#### [Exercise directions]
Substitute "The caption states" for every occurrence of "Caption says" in the lines below, keeping everything else unchanged. Omit the pictures from your answer.

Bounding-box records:
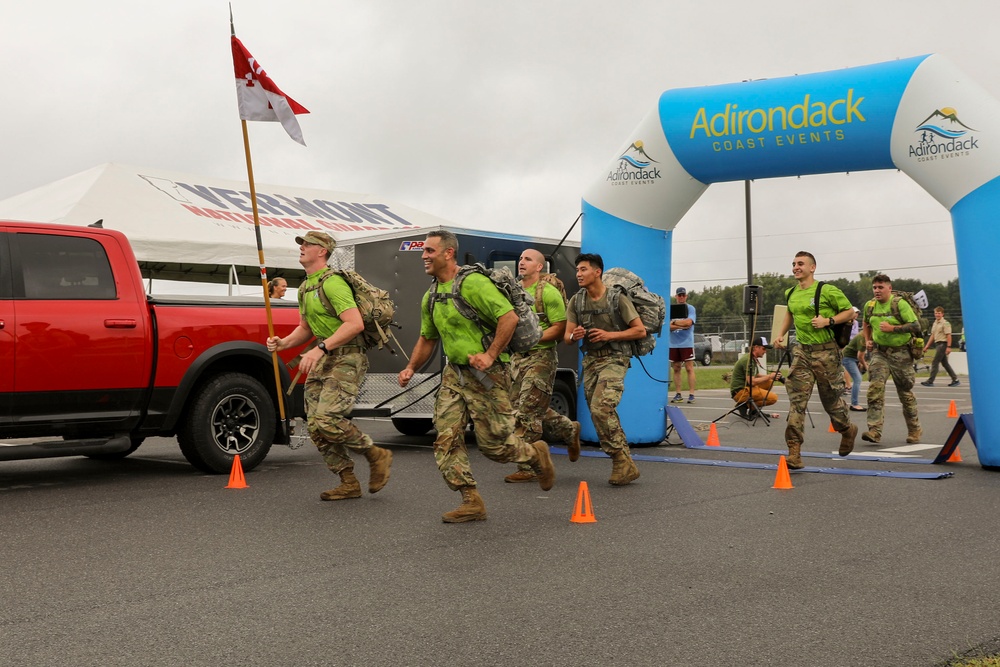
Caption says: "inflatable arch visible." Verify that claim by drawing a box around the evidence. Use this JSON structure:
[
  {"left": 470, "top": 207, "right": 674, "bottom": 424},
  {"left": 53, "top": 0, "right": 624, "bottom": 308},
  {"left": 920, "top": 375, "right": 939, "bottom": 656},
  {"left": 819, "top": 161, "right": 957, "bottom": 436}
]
[{"left": 579, "top": 55, "right": 1000, "bottom": 468}]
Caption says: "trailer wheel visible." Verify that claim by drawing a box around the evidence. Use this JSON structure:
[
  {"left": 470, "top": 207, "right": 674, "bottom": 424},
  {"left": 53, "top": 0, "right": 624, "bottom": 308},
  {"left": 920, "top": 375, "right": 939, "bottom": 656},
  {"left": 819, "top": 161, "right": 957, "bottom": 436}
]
[
  {"left": 549, "top": 379, "right": 576, "bottom": 419},
  {"left": 392, "top": 417, "right": 434, "bottom": 435},
  {"left": 177, "top": 373, "right": 277, "bottom": 474}
]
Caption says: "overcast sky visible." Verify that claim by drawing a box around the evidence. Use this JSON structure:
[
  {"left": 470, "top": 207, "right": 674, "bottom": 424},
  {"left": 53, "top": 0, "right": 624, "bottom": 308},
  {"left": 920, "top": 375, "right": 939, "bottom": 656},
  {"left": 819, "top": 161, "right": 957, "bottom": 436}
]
[{"left": 0, "top": 0, "right": 1000, "bottom": 289}]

#### [Response to the exercise]
The caption states: "inflatable arch visible." Verify that claim by drawing a box around the evidence. Use this JSON structure:
[
  {"left": 470, "top": 207, "right": 674, "bottom": 424},
  {"left": 53, "top": 0, "right": 624, "bottom": 308},
  {"left": 920, "top": 375, "right": 939, "bottom": 656},
  {"left": 819, "top": 161, "right": 957, "bottom": 436}
]
[{"left": 579, "top": 55, "right": 1000, "bottom": 468}]
The caption states: "trailer wheel visible." Verify that claim by drawing a box around the evidence. Use this JSON structure:
[
  {"left": 470, "top": 207, "right": 674, "bottom": 424},
  {"left": 53, "top": 0, "right": 624, "bottom": 308},
  {"left": 920, "top": 375, "right": 939, "bottom": 656},
  {"left": 819, "top": 161, "right": 957, "bottom": 436}
]
[
  {"left": 549, "top": 379, "right": 576, "bottom": 419},
  {"left": 392, "top": 417, "right": 434, "bottom": 435},
  {"left": 177, "top": 373, "right": 277, "bottom": 474}
]
The caption states: "overcast sky visible." Verify that claim by drawing a box around the evidence. Use this JSON structure:
[
  {"left": 470, "top": 207, "right": 674, "bottom": 424},
  {"left": 53, "top": 0, "right": 624, "bottom": 308},
  {"left": 920, "top": 375, "right": 939, "bottom": 656},
  {"left": 819, "top": 161, "right": 957, "bottom": 436}
]
[{"left": 0, "top": 0, "right": 1000, "bottom": 289}]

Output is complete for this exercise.